╔══

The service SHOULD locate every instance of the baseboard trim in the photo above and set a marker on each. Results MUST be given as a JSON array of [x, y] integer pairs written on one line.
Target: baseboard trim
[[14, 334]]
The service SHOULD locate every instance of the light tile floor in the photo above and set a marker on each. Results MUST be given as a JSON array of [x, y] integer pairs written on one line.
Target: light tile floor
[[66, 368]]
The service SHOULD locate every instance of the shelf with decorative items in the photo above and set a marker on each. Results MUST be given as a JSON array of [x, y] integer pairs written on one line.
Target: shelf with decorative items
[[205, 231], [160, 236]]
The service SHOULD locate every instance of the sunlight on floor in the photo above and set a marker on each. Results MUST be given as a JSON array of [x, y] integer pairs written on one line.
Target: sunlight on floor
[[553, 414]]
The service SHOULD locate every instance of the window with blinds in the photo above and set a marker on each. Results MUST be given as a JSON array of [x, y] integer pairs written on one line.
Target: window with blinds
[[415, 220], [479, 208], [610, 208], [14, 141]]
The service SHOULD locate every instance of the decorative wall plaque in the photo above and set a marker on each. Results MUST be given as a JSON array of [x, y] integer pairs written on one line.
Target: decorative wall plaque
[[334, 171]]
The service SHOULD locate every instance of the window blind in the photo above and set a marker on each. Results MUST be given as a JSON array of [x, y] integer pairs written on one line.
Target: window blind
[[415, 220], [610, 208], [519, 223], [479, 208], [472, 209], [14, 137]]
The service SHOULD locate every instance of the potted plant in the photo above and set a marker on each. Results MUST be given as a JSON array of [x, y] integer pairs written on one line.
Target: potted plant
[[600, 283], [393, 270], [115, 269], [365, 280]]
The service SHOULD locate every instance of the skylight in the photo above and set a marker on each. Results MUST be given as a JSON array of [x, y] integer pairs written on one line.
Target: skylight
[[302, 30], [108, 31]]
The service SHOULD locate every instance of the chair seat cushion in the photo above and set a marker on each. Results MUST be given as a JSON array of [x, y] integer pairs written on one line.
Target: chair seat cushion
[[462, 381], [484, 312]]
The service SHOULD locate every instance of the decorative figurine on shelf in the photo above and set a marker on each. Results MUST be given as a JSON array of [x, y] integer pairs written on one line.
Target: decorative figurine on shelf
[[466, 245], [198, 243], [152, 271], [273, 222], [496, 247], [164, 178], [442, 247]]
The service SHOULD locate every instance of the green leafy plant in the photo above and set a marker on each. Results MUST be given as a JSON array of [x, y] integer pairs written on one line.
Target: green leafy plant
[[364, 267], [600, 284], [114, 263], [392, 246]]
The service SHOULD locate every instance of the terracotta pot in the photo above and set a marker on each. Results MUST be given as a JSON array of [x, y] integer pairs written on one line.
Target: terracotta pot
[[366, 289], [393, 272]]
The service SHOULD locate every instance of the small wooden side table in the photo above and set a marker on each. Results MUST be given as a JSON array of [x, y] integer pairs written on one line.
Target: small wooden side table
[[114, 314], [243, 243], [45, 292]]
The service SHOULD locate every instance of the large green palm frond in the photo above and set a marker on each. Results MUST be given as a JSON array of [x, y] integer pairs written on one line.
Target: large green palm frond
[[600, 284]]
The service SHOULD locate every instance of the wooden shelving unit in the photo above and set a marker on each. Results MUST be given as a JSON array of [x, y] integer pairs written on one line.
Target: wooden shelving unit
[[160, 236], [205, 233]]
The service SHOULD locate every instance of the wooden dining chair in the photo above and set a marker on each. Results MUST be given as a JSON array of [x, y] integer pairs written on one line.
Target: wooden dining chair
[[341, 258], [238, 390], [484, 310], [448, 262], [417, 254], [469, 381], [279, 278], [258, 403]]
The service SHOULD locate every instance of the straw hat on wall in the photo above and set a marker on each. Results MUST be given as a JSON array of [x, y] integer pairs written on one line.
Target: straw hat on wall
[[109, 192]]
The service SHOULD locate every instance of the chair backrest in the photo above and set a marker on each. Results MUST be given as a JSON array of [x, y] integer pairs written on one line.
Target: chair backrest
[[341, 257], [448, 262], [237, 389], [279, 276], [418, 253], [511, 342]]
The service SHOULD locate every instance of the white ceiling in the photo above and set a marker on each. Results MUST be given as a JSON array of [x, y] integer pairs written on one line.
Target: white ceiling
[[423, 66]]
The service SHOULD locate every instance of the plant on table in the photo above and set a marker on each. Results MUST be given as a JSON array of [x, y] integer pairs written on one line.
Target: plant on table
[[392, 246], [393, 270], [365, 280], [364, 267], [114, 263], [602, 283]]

╚══

Task prompt
Make an exact transcription of the entries.

Output for this exercise
The service SHOULD locate every instance of the baseboard trim in the photo above and set a marker on each. Results MUST be given as a JSON array of [x, y] integer pairs written on one line.
Target: baseboard trim
[[14, 334]]
The service SHOULD locate every instance of the light tile floor in the photo above and set a marker on each. Results MUST be given as a JSON array of [x, y] integer pairs written on one line.
Target: light tile floor
[[66, 368]]
The service SHOULD locate every instance of the shelf with decorative items in the photo above and set a marker on each. Results MUST be given as a JSON array of [x, y] integer pairs written on one line.
Target: shelf with decorative items
[[205, 231], [160, 236]]
The service SHOULD locate every instance of the sunlight on floor in the photo above and set a marker on each. Results MUST be given as a JSON array of [x, y] integer pairs written on one line.
Target: sunlight on floor
[[553, 414]]
The service SHOULD locate every instance of the window with blinds in the photo above and set a marker on each. Results MUST be given as a JSON array of [x, y] integer pairs written on one line.
Target: window with blinds
[[415, 220], [479, 208], [610, 208], [14, 141]]
The service SHOULD locate every instance of the decorative wall plaque in the photo above and set a marker on each. Results MUST be given as a JSON array of [x, y] integer pairs written on one line.
Target: decorative wall plaque
[[334, 171]]
The service SHOULD locate every instance of the window blind in the photo above and set a marker on each. Results MUST be given as a JSON array of [x, y] integer pairs written on one line.
Target: window blind
[[415, 220], [610, 208], [519, 223], [479, 208], [472, 209], [14, 137]]
The service SHOULD locate every instance of the potted plant in the photo above and set a marker on each. Results MUST be given as a JSON array of [x, y] integer pairs written on one line.
Target: potted plant
[[600, 283], [393, 270], [115, 269], [365, 280]]
The service SHOULD locate every instance of the skylight in the photo above and set a marker on each. Results MUST be given as a JSON array of [x, y] integer pairs written on one line.
Target: skylight
[[302, 30], [108, 31]]
The service SHOULD locate every instance of the chair seat cushion in the photo above and set a marker on each. Results MUST be given as a JSON array of [x, y] integer pairs written on one line.
Target: chair seat cushion
[[462, 381], [484, 312]]
The service SHOULD locate every instance of the decorative figurine on shelf in the photo above and set a marker on each. Results MUST be given as a JSON array of [x, y] integer pairs written on one line.
Target: decorative figurine on shelf
[[466, 245], [198, 243], [152, 271], [273, 222], [496, 247], [164, 178], [442, 247]]
The service SHOULD locate every instance of the green leafy plant in the photo above and set a marker on each. Results MUST be given as a JSON array of [x, y] integer pairs written on one line.
Target: green leafy plant
[[364, 267], [600, 284], [114, 263], [392, 246]]
The service SHOULD locate every instance of the terracotta pot in the photo above and set a marker on each. Results MUST be given as a JSON array of [x, y] integer pairs written on one line.
Target: terracotta pot
[[366, 289], [393, 272]]
The service SHOULD locate every instance of the small wooden side table in the photo above and set a marker on each. Results MUST be given as a JSON array of [x, y] integer pairs written on one line.
Target: small wooden side table
[[114, 314], [243, 243], [45, 292]]
The service SHOULD locate every instance of the large green palm frond in the photo above and set a marker on each. Results MUST be given as a JSON array of [x, y] integer pairs written on one line.
Target: large green palm frond
[[600, 284]]
The service SHOULD locate every instance of the wooden shelving unit in the photo above and set a marker on each. Results MUST be given as a JSON array of [x, y] integer pairs written on one line.
Target: wooden shelving unit
[[160, 236], [205, 233]]
The service SHOULD locate every instance of the wooden dining chair in the photo above and set a marker on each. Results MUST be given as a JSON array of [x, y] integer pairs written on one line.
Target: wooden dining chair
[[341, 258], [238, 390], [484, 310], [448, 262], [417, 254], [469, 381], [279, 278], [258, 403]]
The service SHOULD locate every instance of the straw hat on wall in the photo above and set a marker on each. Results MUST be given as a JSON array of [x, y] integer pairs written on one line.
Target: straw hat on wall
[[109, 192]]
The service SHOULD locate every instance of the chair backrest in the photo above and set a marker on each. Results MUST be given as a JSON array of [x, y] integer pairs written on one line.
Target: chair backrest
[[341, 257], [448, 262], [237, 389], [279, 276], [418, 253], [511, 342]]
The service SHOULD locate every instance of the white ceiling in the photo above and set a marker on each. Results MUST be given as a JSON array of [x, y] integer pairs written on one line.
Target: white ceiling
[[423, 66]]
The service SHOULD locate every instance of the plant on table in the photo above and set a marker on each. Results MUST be given as a JSON array of [x, y] integer pairs written on one line.
Target: plant on table
[[392, 246], [393, 270], [365, 280], [364, 267], [114, 263], [602, 283]]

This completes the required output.